◆ SOURCE DOCUMENT:
* * * *

The EU AI Act delay is a gift to HR – act like it isn’t
The European Union (EU) has delayed the compliance deadlines for high-risk elements of the EU AI Act, which includes HR uses of AI. UNLEASH spoke to analysts, lawyers and vendors to find out what decisions HR leaders must make now – how can they use the additional time wisely?
On May 7 2026, the EU decided to simplify and streamline the implementation of the EU AI Act.
This included delaying the timeline for applying the Act’s provisions on high-risk AI systems, which includes HR uses of AI, by up to 16 months. This would mean the compliance deadline for high-risk AI would move from August 2026 to December 2027.
This move still needs formal approval from the European Council and European Parliament, but that process is expected to be completed in the coming weeks.
Ever since the EU AI Act was officially adopted into law in 2024, organizations, and specifically HR teams, have worked to prepare for the August 2026 high-risk deadline.
This work isn’t just going on in Europe; the legislation has extraterritorial reach, so if your AI products or policies impact anyone inside the EU, no matter where your company is headquartered, you must comply with the Act.
Does the change in deadline affect HR’s decision-making around AI and governance? UNLEASH put this question to HR and legal experts; here’s their advice for how HR leaders can use the deadline delay to get ahead.
The EU AI Act delay is a ‘gift’ to HR: How to best use the additional time
For Adam Smith, Data Lawyer and Founder of Bonobo Legal, the extensions to the high-risk AI implementation deadline are “good news for the HR sector.”
“The AI Act represents the beginning of a regulatory regime, and there needs to be some recognition that getting implementation right matters more than getting it done quickly,” he explains.
“This, of course, further underlines the need for HR professionals to continue their compliance efforts with the same urgency as before.”
Tami Nutt, VP of Research at Jumpstart HR agrees; she describes the EU AI Act delay as “a gift with an expiration date.”
HR leaders who treat it as breathing room rather than a runway will find themselves in the same position when the new deadline arrives.”
This delay is not an excuse to pause, or slow AI oversight efforts – that would be a mistake for HR teams.
The extra time provides HR with “additional preparation time to strengthen governance practices,” notes Mosella Henry, Senior Director Analyst in Gartner’s HR practice.
But where precisely should HR teams prioritize? What actions and decisions must they take now to ensure they use the extra time wisely?
There are three main areas that HR must focus on, and urgently.
ABBYY’s AI Ethics Evangelist, Andrew Pery, notes that the delay gives space to “conduct a proactive assessment of their current AI governance and risk management readiness.”
This includes completing an AI inventory, and building an operational infrastructure, according to Jumpstart HR’s Nutt.
Chandler Morse, Workday’s Chief Corporate Affairs Officer, and Syndio CEO Maria Colacurcio agree that visibility must be the first step.
Documentation must be in order; “The EU AI Act requires detailed records on how models are built, tested, and improved, including how bias is identified and mitigated. You need to be able to show your work – the evidence has to hold up to regulators, employees, and legal teams,” notes Colacurcio.

* * * *

◆ SUPPLIED DATA:
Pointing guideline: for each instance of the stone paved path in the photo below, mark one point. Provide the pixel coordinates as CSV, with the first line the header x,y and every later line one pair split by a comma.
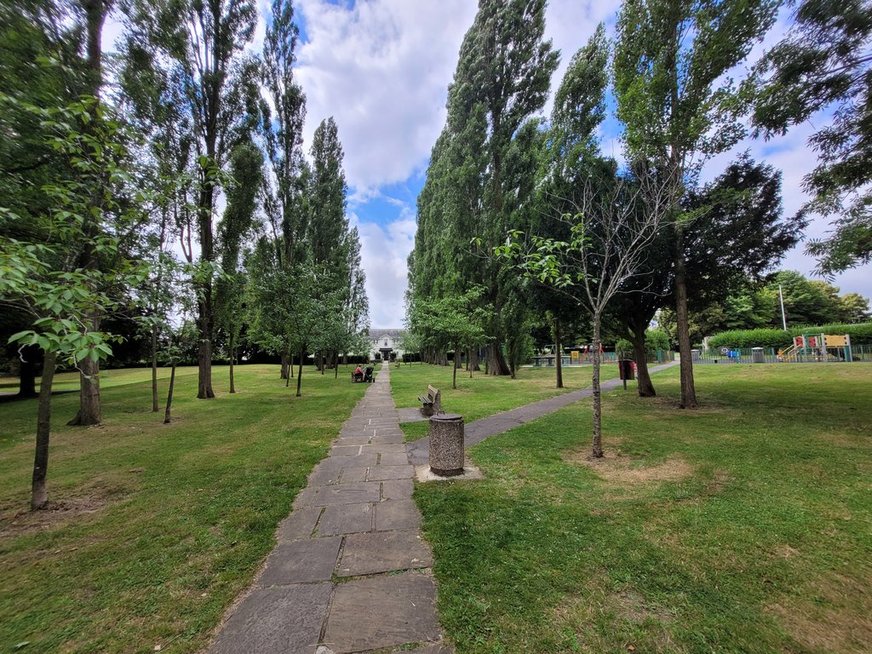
x,y
477,431
351,571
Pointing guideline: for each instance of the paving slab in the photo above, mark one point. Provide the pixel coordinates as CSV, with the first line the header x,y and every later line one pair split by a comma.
x,y
387,597
300,524
379,612
394,459
345,519
383,551
397,514
356,493
301,561
435,648
353,474
397,489
386,473
279,619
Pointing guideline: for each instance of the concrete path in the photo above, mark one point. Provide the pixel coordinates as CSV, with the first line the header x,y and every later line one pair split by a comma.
x,y
477,431
351,571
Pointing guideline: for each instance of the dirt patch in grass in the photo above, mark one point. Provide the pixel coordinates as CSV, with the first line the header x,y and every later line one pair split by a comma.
x,y
623,470
631,606
834,614
17,520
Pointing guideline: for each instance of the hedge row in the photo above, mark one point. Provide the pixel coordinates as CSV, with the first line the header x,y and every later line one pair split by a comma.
x,y
861,334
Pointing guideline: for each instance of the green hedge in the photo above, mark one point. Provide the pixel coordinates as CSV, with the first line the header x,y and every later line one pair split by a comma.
x,y
861,334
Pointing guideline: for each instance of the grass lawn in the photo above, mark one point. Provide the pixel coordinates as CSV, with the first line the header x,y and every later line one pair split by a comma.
x,y
154,529
69,381
483,395
744,526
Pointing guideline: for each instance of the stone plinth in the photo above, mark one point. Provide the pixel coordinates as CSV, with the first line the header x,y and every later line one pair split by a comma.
x,y
446,444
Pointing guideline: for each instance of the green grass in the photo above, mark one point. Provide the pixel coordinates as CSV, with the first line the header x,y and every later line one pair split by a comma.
x,y
69,381
483,395
155,528
744,526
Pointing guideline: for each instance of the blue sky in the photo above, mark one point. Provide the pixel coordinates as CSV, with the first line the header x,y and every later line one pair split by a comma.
x,y
382,68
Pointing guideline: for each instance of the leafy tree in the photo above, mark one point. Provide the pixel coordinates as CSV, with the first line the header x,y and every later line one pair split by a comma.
x,y
854,308
679,104
806,302
246,170
606,249
43,278
453,322
283,112
201,45
568,157
502,78
825,63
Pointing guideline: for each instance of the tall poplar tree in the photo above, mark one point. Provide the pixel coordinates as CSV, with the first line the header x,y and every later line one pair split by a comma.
x,y
679,105
283,116
502,78
203,42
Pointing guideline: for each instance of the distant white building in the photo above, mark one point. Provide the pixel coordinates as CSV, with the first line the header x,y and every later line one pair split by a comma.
x,y
386,344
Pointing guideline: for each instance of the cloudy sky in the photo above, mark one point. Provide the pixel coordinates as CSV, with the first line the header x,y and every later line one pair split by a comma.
x,y
381,68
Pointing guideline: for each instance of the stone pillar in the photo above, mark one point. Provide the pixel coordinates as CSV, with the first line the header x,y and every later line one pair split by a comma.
x,y
446,444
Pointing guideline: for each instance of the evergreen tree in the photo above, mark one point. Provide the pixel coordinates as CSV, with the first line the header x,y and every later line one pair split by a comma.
x,y
679,105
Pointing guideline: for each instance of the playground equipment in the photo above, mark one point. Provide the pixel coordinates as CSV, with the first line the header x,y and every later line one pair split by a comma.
x,y
818,347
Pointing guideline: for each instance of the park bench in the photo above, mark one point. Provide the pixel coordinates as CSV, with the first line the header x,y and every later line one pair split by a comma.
x,y
431,402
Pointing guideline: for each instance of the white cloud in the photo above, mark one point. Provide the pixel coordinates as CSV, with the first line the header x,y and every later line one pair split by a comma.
x,y
384,250
381,69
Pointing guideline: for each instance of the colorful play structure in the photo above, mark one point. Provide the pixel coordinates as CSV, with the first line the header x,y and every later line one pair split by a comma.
x,y
818,347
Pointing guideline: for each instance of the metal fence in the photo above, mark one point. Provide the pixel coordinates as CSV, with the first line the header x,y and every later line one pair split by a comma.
x,y
549,360
772,355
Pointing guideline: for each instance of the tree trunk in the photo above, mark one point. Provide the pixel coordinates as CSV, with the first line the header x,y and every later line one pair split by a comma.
x,y
167,415
640,353
286,365
232,354
154,406
95,14
496,361
474,360
89,395
688,392
558,346
300,374
38,495
27,372
204,362
596,391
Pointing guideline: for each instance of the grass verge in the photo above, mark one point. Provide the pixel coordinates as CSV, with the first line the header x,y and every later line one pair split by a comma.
x,y
482,395
744,526
154,529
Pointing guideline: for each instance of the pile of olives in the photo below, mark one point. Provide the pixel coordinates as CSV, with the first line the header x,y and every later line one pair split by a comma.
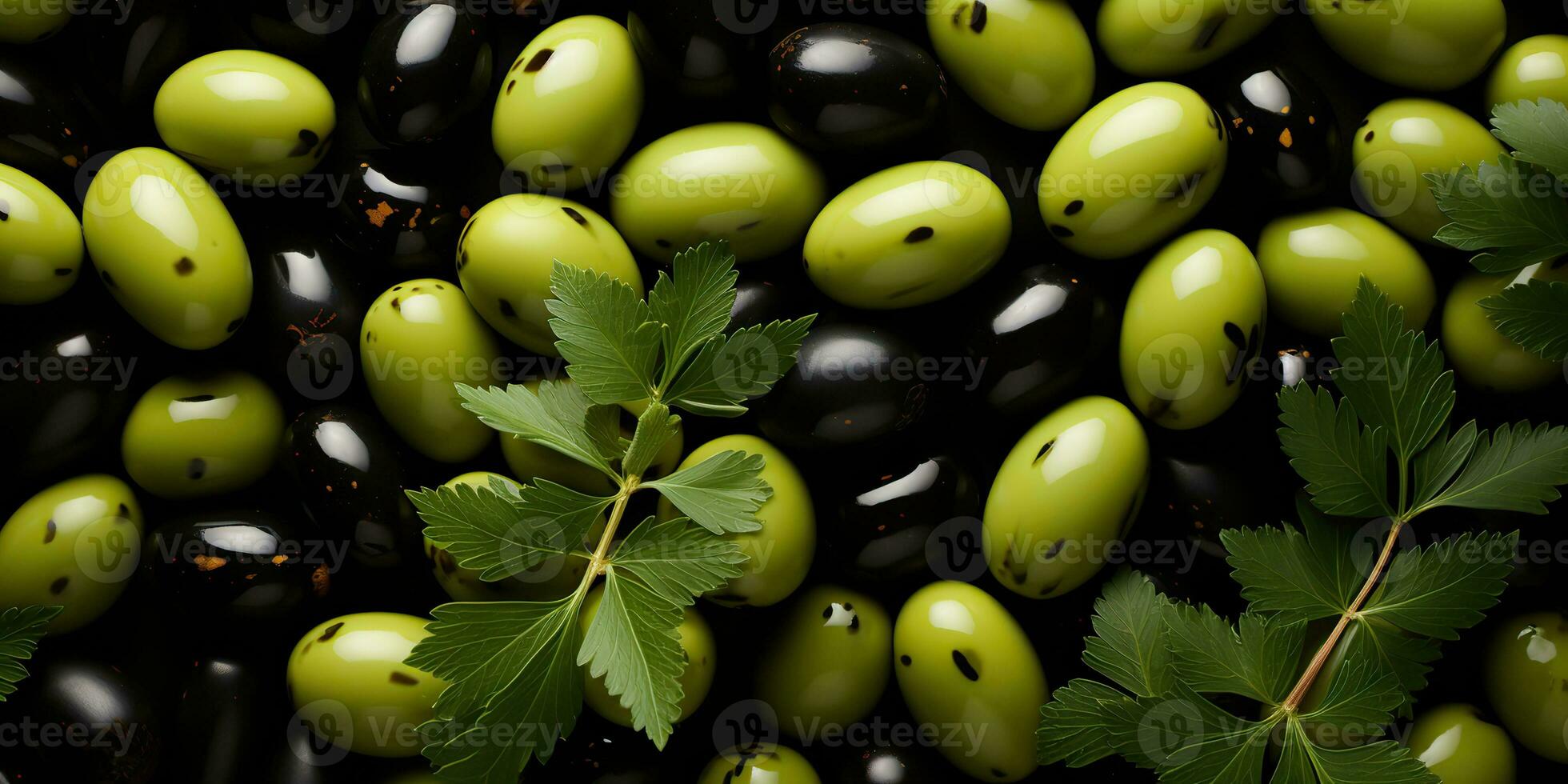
x,y
1063,254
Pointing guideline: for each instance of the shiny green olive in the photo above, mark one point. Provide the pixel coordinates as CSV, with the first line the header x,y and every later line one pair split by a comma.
x,y
723,181
965,664
568,106
908,235
347,676
1402,140
419,339
543,582
1313,262
1158,38
1532,70
39,240
1194,322
1462,748
1065,493
1528,681
697,645
1026,62
1481,354
1434,44
509,248
73,545
783,548
1133,170
202,434
772,766
828,661
246,114
166,248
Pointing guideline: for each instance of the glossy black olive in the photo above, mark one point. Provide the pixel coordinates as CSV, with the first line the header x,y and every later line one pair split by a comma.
x,y
1037,334
426,66
1285,135
854,88
852,386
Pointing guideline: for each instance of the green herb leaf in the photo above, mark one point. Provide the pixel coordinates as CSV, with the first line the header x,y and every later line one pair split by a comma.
x,y
21,629
1342,462
607,334
722,493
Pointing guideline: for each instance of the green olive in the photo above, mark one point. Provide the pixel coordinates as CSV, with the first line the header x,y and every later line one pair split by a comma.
x,y
1158,38
697,645
1532,70
1406,138
1481,354
73,545
1462,748
1434,44
963,662
39,240
723,181
1313,262
1063,494
1528,681
570,104
246,115
509,248
349,674
419,339
166,248
908,235
1026,62
1133,170
1194,322
202,434
828,662
783,548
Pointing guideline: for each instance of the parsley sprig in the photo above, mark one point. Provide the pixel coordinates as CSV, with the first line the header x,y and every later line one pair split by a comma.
x,y
513,666
1390,606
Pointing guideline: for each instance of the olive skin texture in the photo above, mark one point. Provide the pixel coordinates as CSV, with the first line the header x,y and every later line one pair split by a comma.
x,y
39,240
71,545
962,661
1027,63
854,88
852,386
1532,70
1460,746
1427,46
509,248
202,434
722,181
783,548
240,565
697,645
1133,170
908,235
352,668
1037,333
246,114
562,112
1142,38
426,68
1065,491
1402,140
828,662
421,338
1525,674
1283,132
1313,262
1192,325
166,248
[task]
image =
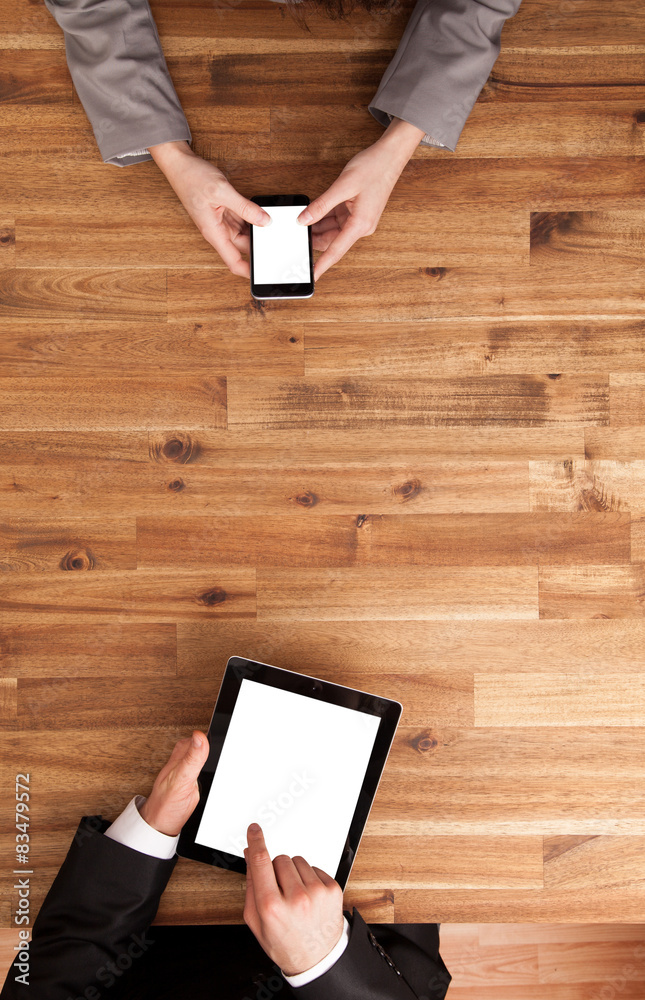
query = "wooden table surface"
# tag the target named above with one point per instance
(427, 481)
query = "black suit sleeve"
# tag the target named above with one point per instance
(366, 971)
(95, 916)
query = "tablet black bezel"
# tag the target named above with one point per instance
(289, 290)
(237, 669)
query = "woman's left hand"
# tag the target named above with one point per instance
(353, 205)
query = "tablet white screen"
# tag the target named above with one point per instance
(281, 250)
(293, 764)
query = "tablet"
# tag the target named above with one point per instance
(301, 756)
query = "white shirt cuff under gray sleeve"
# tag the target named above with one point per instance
(131, 829)
(325, 963)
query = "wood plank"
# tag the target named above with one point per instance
(31, 293)
(591, 237)
(519, 183)
(596, 484)
(111, 403)
(29, 545)
(621, 444)
(627, 399)
(417, 646)
(150, 490)
(384, 540)
(460, 347)
(494, 540)
(84, 702)
(410, 592)
(468, 862)
(427, 293)
(45, 240)
(37, 347)
(539, 128)
(614, 904)
(61, 129)
(7, 242)
(80, 650)
(318, 402)
(592, 591)
(48, 703)
(542, 699)
(8, 702)
(137, 595)
(246, 541)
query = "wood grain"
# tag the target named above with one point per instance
(427, 481)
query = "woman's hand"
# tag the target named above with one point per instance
(221, 213)
(353, 205)
(295, 911)
(175, 792)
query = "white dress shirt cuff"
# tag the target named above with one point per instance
(131, 829)
(325, 963)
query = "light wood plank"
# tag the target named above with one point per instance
(88, 650)
(111, 403)
(544, 699)
(461, 347)
(592, 591)
(410, 592)
(29, 545)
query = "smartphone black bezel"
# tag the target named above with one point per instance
(290, 290)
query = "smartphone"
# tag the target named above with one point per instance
(282, 263)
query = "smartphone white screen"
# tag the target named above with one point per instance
(294, 765)
(281, 250)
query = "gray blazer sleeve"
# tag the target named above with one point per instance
(443, 60)
(120, 74)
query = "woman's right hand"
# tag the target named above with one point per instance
(221, 213)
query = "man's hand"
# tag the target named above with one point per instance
(352, 206)
(221, 213)
(294, 910)
(175, 792)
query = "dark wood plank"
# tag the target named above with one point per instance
(524, 401)
(80, 650)
(587, 237)
(111, 403)
(69, 545)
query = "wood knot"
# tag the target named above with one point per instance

* * * *

◆ GIVEN TASK: Name every person the article on the EU AI Act delay mentions, and give the organization it links to each one. Rely on the article alone, not on the entries.

◆ SOLUTION FOR THIS PROBLEM:
- Adam Smith: Bonobo Legal
- Tami Nutt: Jumpstart HR
- Mosella Henry: Gartner
- Andrew Pery: ABBYY
- Chandler Morse: Workday
- Maria Colacurcio: Syndio